____ PASSAGE PROVIDED
One thing is clear however: the Murphy administration is providing enormous public subsidies to very profitable corporations that run one of the largest and most profitable ports in the world.

Here’s the DEP SIP programs on port cargo equipment:

Other Transportation and Clean Air Initiatives (p. xvi)

  • $36 million to reduce diesel and black carbon emissions in environmental justice communities by electrifying port, cargo handling, and other medium- and heavy-duty equipment in port and industrial areas.

Port Authority of New York and New Jersey Cargo Handling Equipment (p. 3-21)

A Fleet Modernization and Replacement Program for Cargo Handling Equipment is intended to replace yard equipment that serve the Port Authority’s marine terminals located in Essex and Union counties with new cleaner burning equipment. This project is sponsored by the Port Authority of New York and New Jersey and was funded by a $2 million federal Congestion Mitigation Air Quality (CMAQ) grant. It incentivizes port tenants to replace their older fleet with new equipment with Tier IV engines or alternative powered equipment, including all electric, diesel electric or hydraulic hybrids, and liquefied or compressed natural gas. Successful applicants can get reimbursed 20% of the purchase price, up to $20,000 per unit replaced. Old equipment must be scrapped.
________
____ DATA LISTING
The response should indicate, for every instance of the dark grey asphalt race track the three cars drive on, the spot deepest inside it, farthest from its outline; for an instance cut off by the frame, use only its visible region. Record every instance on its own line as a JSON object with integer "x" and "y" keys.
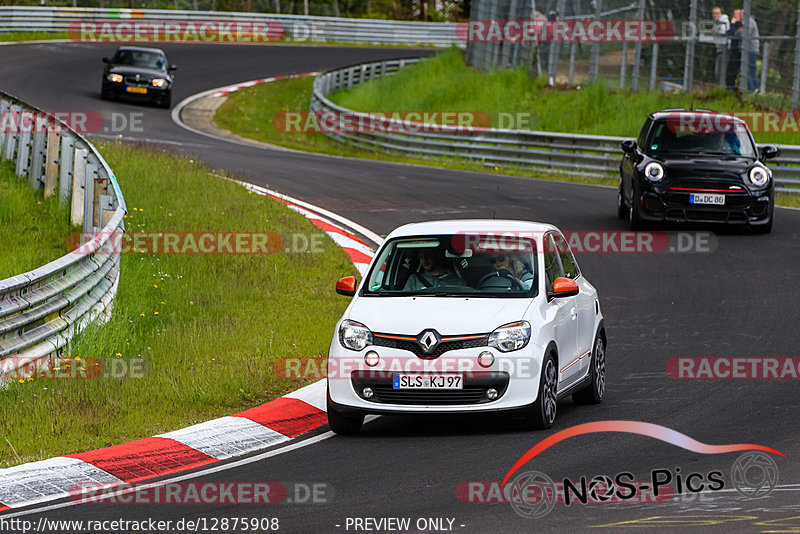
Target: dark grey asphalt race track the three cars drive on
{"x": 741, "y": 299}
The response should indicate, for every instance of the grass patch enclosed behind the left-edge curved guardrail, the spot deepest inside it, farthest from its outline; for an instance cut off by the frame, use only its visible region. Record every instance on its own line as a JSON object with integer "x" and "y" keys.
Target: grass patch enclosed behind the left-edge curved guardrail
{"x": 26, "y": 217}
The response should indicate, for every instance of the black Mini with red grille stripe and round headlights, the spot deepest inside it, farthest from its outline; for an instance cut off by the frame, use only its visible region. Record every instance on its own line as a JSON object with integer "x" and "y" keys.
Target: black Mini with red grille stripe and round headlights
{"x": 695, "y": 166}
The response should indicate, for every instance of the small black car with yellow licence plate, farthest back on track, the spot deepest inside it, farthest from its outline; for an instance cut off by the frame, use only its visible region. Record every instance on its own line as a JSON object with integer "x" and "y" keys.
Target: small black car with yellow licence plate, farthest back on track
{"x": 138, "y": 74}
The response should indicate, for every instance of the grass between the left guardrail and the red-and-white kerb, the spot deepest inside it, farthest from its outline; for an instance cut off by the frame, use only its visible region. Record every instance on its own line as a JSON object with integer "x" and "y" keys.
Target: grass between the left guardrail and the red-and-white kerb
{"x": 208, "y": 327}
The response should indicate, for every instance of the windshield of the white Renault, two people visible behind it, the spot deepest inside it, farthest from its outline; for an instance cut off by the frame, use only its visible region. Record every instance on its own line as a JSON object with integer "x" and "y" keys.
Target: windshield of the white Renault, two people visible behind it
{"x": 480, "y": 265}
________
### REQUIRED ACTION
Please answer these from the port equipment passage:
1. How much money is set aside to electrify port, cargo handling, and other medium- and heavy-duty equipment?
2. What grant funded the Fleet Modernization and Replacement Program, and for how much?
3. What is the maximum reimbursement per unit replaced?
The data isn't needed here.

### SOLVED PROBLEM
1. $36 million.
2. A $2 million federal Congestion Mitigation Air Quality (CMAQ) grant.
3. 20% of the purchase price, up to $20,000 per unit.